Task instructions:
Carry over the lines starting at the one containing "night sky and report the pixel coordinates." and ending at the last line of the records, with every pixel coordinate in the answers reduced by 64. Leave the pictures out.

Point annotation lines:
+ + + + +

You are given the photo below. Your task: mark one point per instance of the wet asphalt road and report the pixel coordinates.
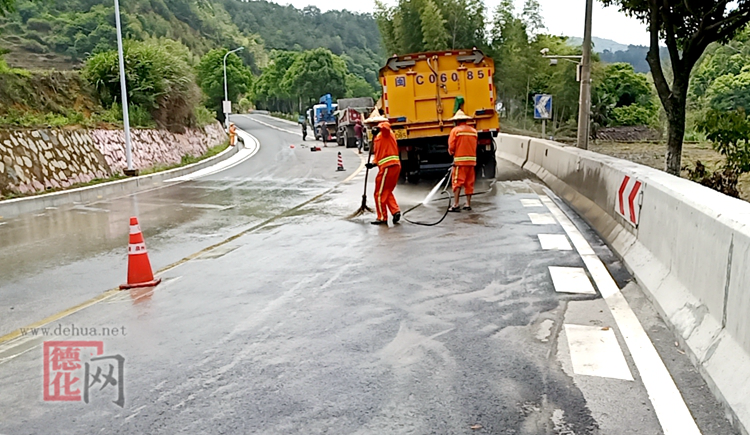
(313, 323)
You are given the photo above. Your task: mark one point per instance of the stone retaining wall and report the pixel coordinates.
(35, 160)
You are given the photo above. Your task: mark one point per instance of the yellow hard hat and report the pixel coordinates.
(460, 116)
(375, 117)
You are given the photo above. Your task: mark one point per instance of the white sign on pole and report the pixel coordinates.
(542, 106)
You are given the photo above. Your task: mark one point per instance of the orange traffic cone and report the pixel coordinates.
(139, 268)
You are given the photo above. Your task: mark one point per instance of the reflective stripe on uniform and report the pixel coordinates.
(378, 203)
(387, 159)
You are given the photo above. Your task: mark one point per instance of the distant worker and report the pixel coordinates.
(324, 133)
(358, 134)
(385, 153)
(232, 133)
(302, 122)
(462, 145)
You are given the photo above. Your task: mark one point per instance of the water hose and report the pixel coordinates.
(449, 198)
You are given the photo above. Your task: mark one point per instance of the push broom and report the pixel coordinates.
(364, 208)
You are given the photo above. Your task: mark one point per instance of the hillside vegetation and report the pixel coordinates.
(61, 35)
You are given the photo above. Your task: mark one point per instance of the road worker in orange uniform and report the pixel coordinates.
(385, 154)
(462, 145)
(232, 133)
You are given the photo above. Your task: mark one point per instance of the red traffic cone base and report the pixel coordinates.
(139, 268)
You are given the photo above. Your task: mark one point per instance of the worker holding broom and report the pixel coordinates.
(385, 152)
(462, 145)
(232, 134)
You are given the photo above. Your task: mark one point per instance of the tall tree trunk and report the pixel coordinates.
(675, 136)
(676, 128)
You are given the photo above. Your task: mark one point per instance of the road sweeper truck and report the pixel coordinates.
(422, 91)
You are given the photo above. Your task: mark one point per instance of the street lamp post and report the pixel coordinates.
(584, 65)
(124, 92)
(226, 93)
(584, 104)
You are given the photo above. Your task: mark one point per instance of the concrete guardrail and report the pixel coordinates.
(13, 207)
(687, 246)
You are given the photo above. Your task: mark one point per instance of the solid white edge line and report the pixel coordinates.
(541, 219)
(235, 160)
(554, 242)
(669, 406)
(594, 351)
(571, 280)
(274, 127)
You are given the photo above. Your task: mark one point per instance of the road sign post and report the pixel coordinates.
(543, 110)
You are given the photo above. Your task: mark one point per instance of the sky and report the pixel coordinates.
(561, 17)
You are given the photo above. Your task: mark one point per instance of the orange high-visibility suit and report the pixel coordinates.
(385, 152)
(232, 134)
(462, 145)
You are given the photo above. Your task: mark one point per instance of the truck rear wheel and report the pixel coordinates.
(488, 169)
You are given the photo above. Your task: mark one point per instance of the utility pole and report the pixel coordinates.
(584, 102)
(226, 94)
(124, 91)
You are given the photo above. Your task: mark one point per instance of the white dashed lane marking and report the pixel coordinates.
(594, 351)
(531, 203)
(670, 407)
(571, 280)
(542, 219)
(554, 242)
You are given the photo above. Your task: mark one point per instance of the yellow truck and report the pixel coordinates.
(422, 91)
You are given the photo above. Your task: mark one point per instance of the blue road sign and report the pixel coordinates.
(542, 106)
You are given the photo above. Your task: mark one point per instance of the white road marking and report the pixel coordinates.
(554, 242)
(670, 407)
(298, 133)
(571, 280)
(594, 351)
(542, 219)
(251, 148)
(531, 203)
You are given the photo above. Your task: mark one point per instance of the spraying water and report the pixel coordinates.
(434, 191)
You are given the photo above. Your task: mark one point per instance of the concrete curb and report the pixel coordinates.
(689, 252)
(13, 207)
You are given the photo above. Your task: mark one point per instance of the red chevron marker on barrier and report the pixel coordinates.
(628, 200)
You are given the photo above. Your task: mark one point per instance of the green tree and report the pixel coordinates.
(159, 81)
(434, 35)
(688, 28)
(511, 50)
(210, 71)
(729, 133)
(730, 92)
(465, 23)
(268, 92)
(6, 6)
(315, 73)
(384, 17)
(532, 16)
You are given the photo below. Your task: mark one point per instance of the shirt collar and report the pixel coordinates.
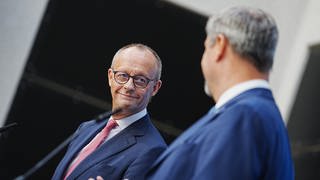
(125, 122)
(240, 88)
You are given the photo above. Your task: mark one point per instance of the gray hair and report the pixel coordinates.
(252, 33)
(143, 47)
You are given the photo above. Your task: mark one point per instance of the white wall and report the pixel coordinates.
(19, 21)
(299, 27)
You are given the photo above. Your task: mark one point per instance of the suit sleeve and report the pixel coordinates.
(139, 167)
(237, 151)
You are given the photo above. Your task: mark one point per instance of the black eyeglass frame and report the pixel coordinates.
(133, 78)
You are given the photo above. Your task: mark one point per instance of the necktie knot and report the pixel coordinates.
(94, 144)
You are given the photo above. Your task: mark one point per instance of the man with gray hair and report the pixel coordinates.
(243, 136)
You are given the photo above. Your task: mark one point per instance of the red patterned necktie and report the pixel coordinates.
(97, 140)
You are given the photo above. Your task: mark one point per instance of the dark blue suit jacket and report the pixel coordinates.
(126, 155)
(244, 139)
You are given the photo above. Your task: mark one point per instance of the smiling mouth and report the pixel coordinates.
(127, 96)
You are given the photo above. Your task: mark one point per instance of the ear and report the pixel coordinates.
(156, 87)
(110, 75)
(220, 46)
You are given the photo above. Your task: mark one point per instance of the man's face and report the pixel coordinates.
(127, 96)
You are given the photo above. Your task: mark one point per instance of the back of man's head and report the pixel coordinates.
(251, 32)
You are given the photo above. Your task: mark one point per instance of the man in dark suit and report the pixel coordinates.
(129, 148)
(243, 136)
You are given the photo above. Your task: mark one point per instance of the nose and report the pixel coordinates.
(129, 84)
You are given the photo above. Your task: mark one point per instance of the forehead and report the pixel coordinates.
(134, 57)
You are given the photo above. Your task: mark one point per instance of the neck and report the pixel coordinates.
(234, 76)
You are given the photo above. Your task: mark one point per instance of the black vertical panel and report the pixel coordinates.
(303, 125)
(73, 50)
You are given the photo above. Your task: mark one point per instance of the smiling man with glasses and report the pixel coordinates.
(133, 143)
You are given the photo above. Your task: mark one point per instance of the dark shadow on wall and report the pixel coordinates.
(65, 79)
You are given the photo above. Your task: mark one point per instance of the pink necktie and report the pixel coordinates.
(97, 140)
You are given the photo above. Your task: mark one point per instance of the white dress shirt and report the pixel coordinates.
(125, 122)
(240, 88)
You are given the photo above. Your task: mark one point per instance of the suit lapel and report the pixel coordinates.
(124, 140)
(81, 139)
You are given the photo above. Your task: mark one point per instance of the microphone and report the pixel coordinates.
(5, 128)
(61, 146)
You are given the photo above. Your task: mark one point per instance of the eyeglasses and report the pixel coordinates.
(139, 81)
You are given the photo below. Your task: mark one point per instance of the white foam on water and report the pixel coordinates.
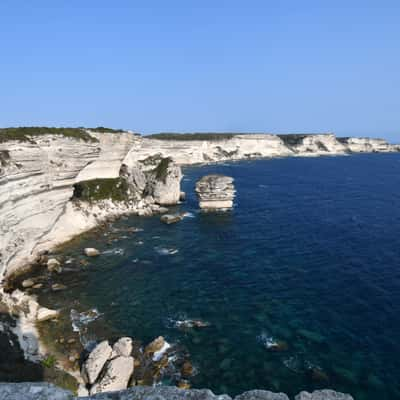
(157, 356)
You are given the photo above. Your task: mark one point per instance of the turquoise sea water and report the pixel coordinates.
(309, 256)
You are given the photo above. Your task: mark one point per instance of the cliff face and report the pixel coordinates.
(37, 178)
(35, 184)
(254, 146)
(44, 391)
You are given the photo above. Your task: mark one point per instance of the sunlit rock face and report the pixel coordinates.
(215, 192)
(37, 178)
(36, 182)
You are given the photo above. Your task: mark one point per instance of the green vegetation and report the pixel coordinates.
(161, 170)
(26, 134)
(49, 361)
(192, 136)
(102, 129)
(101, 189)
(293, 139)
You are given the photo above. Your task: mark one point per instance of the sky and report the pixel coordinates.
(282, 66)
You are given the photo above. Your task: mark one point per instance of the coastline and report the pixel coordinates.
(90, 217)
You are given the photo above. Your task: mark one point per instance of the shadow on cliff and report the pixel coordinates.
(13, 366)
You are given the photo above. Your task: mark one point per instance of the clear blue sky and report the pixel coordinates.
(202, 65)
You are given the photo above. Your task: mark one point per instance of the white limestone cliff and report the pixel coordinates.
(37, 178)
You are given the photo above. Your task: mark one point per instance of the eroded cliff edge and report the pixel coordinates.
(43, 170)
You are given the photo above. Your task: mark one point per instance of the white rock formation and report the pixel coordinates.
(116, 377)
(215, 192)
(96, 361)
(45, 314)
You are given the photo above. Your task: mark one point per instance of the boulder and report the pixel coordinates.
(118, 371)
(91, 252)
(215, 192)
(155, 346)
(53, 265)
(28, 283)
(123, 347)
(45, 314)
(95, 362)
(261, 395)
(323, 395)
(171, 218)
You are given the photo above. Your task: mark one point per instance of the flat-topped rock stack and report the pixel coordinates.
(215, 192)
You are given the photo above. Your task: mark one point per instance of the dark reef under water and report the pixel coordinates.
(308, 259)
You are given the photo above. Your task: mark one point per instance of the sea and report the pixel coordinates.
(299, 284)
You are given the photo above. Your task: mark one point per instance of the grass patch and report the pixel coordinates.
(193, 136)
(101, 189)
(26, 134)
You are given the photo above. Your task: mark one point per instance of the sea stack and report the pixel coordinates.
(215, 192)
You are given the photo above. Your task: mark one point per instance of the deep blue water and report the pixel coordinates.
(310, 255)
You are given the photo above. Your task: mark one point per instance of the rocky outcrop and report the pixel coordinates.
(46, 391)
(125, 173)
(323, 395)
(39, 177)
(215, 192)
(96, 361)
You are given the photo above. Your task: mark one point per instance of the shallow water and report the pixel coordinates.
(308, 257)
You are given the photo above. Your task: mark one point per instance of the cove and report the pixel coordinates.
(308, 258)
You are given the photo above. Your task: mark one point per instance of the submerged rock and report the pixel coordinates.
(261, 395)
(123, 347)
(323, 395)
(53, 265)
(215, 192)
(116, 377)
(171, 218)
(95, 362)
(42, 390)
(91, 252)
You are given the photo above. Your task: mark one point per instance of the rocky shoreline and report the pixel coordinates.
(92, 183)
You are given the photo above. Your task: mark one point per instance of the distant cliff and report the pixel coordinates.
(57, 183)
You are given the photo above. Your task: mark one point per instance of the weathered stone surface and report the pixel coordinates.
(28, 283)
(91, 252)
(116, 377)
(53, 265)
(215, 192)
(170, 218)
(123, 347)
(323, 395)
(261, 395)
(95, 362)
(44, 314)
(37, 181)
(46, 391)
(156, 345)
(33, 391)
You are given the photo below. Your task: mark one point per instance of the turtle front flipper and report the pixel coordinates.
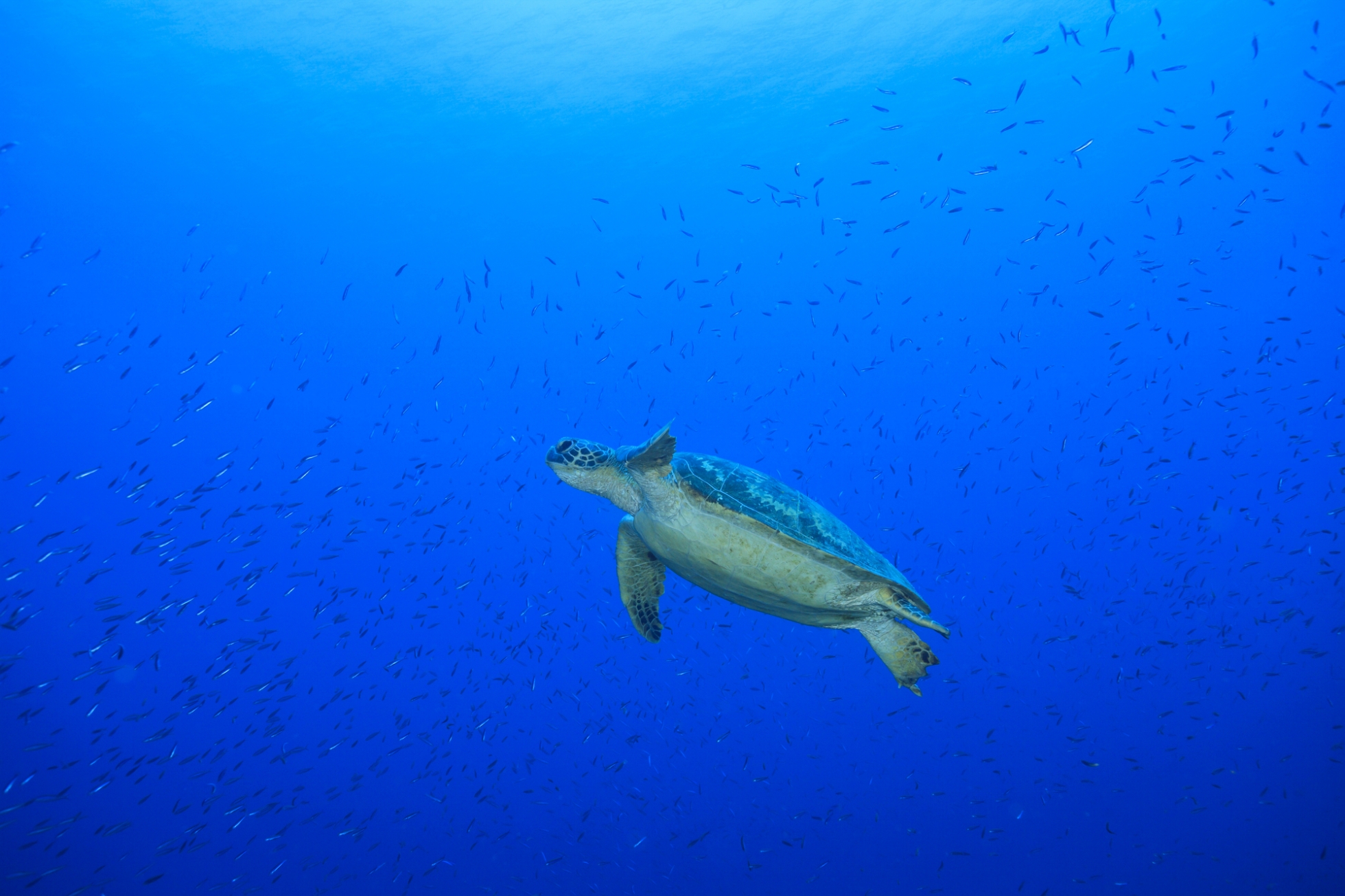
(640, 576)
(900, 649)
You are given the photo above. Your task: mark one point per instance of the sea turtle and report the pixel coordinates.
(748, 539)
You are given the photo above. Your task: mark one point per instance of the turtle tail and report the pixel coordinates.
(900, 649)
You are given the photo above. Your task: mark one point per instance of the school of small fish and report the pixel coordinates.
(291, 602)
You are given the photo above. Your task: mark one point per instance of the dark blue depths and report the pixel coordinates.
(292, 604)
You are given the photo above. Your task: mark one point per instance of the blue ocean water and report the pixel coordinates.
(1042, 300)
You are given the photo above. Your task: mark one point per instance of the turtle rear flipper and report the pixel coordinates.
(908, 606)
(640, 576)
(900, 649)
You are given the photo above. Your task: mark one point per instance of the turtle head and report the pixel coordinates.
(591, 466)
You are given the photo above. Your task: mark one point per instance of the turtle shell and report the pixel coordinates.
(771, 502)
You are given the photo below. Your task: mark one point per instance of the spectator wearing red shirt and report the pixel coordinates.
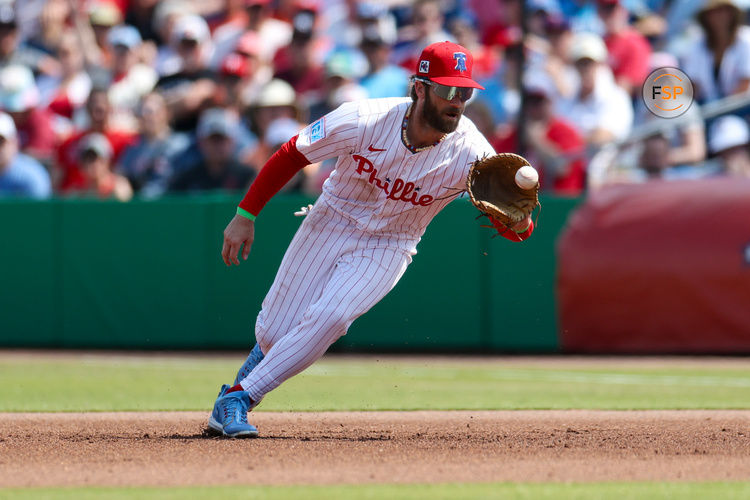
(629, 51)
(71, 175)
(555, 147)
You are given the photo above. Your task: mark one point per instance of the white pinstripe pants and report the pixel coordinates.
(331, 274)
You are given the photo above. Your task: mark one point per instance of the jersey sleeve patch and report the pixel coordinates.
(317, 130)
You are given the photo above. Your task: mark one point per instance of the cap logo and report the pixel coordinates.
(460, 58)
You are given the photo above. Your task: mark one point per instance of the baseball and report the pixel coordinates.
(527, 177)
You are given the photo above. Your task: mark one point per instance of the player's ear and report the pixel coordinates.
(419, 88)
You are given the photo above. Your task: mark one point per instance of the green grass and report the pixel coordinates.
(124, 383)
(506, 491)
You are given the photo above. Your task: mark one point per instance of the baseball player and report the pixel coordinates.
(400, 161)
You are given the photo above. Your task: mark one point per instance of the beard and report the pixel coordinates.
(434, 119)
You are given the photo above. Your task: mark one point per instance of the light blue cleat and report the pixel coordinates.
(255, 357)
(230, 414)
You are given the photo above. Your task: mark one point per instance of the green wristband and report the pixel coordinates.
(245, 213)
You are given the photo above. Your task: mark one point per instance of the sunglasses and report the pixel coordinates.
(448, 93)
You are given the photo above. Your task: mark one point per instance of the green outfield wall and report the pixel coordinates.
(149, 275)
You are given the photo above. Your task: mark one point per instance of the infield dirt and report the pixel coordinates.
(57, 449)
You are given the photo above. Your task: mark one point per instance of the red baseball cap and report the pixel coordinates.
(447, 63)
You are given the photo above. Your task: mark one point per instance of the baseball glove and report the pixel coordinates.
(492, 187)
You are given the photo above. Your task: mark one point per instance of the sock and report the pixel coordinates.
(236, 388)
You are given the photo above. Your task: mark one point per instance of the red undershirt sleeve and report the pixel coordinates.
(274, 175)
(509, 234)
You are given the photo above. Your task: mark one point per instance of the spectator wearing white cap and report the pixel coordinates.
(273, 33)
(147, 163)
(66, 93)
(601, 109)
(165, 18)
(277, 99)
(629, 51)
(426, 27)
(259, 72)
(383, 79)
(19, 97)
(20, 175)
(192, 88)
(13, 51)
(95, 156)
(554, 144)
(728, 141)
(69, 174)
(343, 69)
(129, 80)
(301, 62)
(216, 166)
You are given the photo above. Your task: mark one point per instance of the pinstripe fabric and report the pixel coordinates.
(358, 239)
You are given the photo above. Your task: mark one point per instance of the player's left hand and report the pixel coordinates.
(239, 233)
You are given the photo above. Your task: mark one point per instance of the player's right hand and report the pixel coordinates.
(239, 233)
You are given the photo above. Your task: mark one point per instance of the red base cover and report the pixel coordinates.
(662, 267)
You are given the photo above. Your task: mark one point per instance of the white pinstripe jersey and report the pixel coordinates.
(381, 186)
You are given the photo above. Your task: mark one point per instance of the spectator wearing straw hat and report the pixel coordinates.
(717, 61)
(601, 109)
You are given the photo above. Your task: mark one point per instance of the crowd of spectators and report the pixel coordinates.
(123, 98)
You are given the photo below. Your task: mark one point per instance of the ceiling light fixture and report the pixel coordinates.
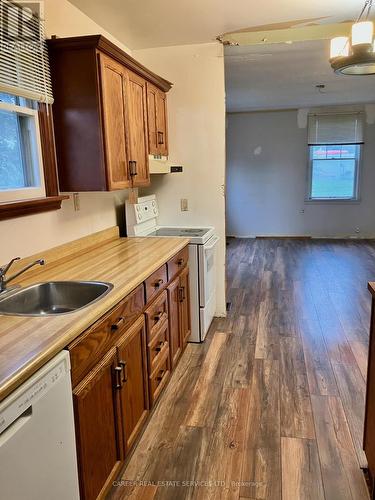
(355, 55)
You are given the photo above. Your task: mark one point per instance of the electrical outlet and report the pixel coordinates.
(184, 205)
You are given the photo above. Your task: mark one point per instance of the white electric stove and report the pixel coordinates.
(141, 220)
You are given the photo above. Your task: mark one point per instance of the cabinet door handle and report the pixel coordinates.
(158, 283)
(118, 324)
(124, 367)
(118, 370)
(181, 292)
(160, 346)
(133, 168)
(158, 316)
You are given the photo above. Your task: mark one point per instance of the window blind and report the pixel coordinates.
(345, 128)
(24, 63)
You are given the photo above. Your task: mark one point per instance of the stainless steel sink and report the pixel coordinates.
(52, 298)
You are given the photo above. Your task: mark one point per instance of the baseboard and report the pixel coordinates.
(306, 237)
(283, 237)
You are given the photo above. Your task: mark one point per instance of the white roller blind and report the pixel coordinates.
(24, 64)
(345, 128)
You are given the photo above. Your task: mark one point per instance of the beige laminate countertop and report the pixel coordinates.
(26, 343)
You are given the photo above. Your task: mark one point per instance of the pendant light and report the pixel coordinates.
(355, 55)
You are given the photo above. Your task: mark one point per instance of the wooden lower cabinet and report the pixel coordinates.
(120, 367)
(98, 445)
(132, 382)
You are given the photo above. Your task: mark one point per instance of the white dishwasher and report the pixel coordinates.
(37, 441)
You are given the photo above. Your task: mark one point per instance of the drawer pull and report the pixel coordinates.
(158, 283)
(118, 370)
(118, 324)
(158, 316)
(124, 367)
(181, 292)
(162, 343)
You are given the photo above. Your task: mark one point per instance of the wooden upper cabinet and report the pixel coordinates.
(157, 121)
(136, 101)
(113, 86)
(100, 114)
(161, 116)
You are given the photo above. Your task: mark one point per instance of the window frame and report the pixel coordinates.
(358, 167)
(27, 193)
(52, 199)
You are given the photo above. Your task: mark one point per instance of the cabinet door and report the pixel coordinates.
(152, 101)
(96, 428)
(184, 299)
(162, 127)
(175, 337)
(133, 380)
(113, 84)
(137, 129)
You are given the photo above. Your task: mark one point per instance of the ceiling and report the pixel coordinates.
(156, 23)
(284, 75)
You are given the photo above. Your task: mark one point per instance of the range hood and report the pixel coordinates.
(162, 165)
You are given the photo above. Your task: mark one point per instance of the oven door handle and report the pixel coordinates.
(213, 242)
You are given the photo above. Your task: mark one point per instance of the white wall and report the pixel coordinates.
(31, 234)
(266, 182)
(196, 113)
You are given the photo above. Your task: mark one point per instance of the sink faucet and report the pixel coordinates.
(3, 271)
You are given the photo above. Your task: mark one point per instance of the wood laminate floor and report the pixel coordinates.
(272, 405)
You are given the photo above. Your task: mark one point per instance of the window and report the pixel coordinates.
(335, 143)
(21, 166)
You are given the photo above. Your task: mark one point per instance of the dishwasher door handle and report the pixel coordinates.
(16, 426)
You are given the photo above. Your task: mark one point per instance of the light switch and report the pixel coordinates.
(184, 205)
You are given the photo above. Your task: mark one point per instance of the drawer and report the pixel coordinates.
(158, 345)
(178, 262)
(93, 344)
(156, 282)
(156, 314)
(159, 378)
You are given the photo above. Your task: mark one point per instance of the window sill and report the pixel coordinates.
(29, 207)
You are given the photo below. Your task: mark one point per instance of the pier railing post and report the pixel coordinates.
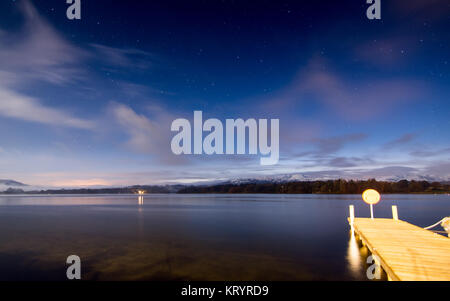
(352, 216)
(394, 212)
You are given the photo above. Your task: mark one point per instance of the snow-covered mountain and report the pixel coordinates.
(283, 178)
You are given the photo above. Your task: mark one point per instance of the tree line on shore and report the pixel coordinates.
(324, 187)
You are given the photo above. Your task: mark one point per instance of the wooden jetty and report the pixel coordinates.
(404, 251)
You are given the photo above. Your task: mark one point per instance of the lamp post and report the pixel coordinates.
(371, 197)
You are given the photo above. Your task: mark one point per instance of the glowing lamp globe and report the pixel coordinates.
(371, 196)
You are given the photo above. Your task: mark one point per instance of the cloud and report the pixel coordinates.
(353, 100)
(402, 140)
(14, 105)
(348, 161)
(333, 144)
(38, 52)
(147, 136)
(127, 57)
(430, 153)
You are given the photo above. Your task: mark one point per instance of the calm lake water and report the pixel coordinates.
(194, 237)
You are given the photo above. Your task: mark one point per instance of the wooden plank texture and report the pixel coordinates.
(406, 251)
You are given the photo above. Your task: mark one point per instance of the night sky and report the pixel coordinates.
(90, 101)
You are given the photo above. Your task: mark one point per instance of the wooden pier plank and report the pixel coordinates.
(406, 252)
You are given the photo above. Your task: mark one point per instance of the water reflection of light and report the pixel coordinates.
(354, 256)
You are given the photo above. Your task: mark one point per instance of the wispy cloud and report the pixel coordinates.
(147, 135)
(400, 141)
(353, 100)
(14, 105)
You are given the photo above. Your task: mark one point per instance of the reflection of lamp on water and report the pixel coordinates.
(371, 197)
(141, 197)
(354, 256)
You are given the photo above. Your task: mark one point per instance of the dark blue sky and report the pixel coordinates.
(90, 101)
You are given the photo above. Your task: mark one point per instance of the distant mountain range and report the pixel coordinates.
(15, 187)
(299, 177)
(12, 183)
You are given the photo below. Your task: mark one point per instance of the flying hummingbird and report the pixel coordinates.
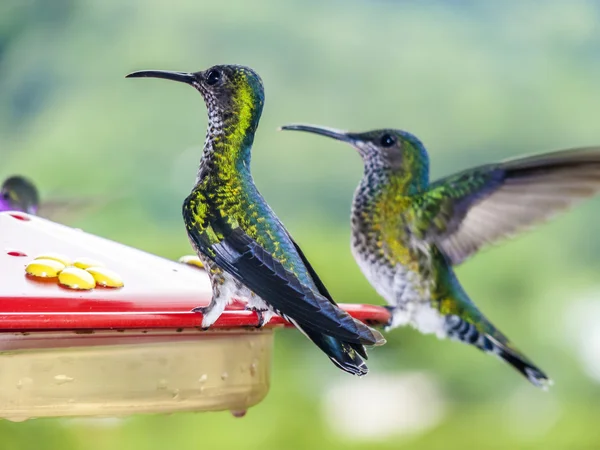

+ + + + +

Solution to this task:
You are given the photo above. Your task: mark one point per instance of the night sky and report the pixel coordinates.
(26, 37)
You are given the photo above. Your task: mark one point per instance of the wooden pier plank and report the pixel coordinates.
(342, 188)
You are given the photo above. Your task: mark one point per instance of the water reflection of light and report the pixel coordinates.
(290, 192)
You are given the photo above. Your task: mark one point per instance of the wispy cloud and report the pixel coordinates.
(83, 71)
(336, 77)
(289, 36)
(-50, 41)
You are given the photo above. Your task: mark one point per instance of the reflection of lamp on water and report the pixel coordinates.
(307, 133)
(77, 133)
(290, 192)
You are given the photo above. Your task: mark one point per instance of the dark blue sky and report the pixel coordinates.
(26, 37)
You are given the photo above. Your task: mark one point per instance of the distant mountain range and report the pixel coordinates.
(-49, 123)
(235, 113)
(-52, 119)
You are given the photo below. Your task: mark one point per instance of the flying hummingbird and report the pixel coordinates.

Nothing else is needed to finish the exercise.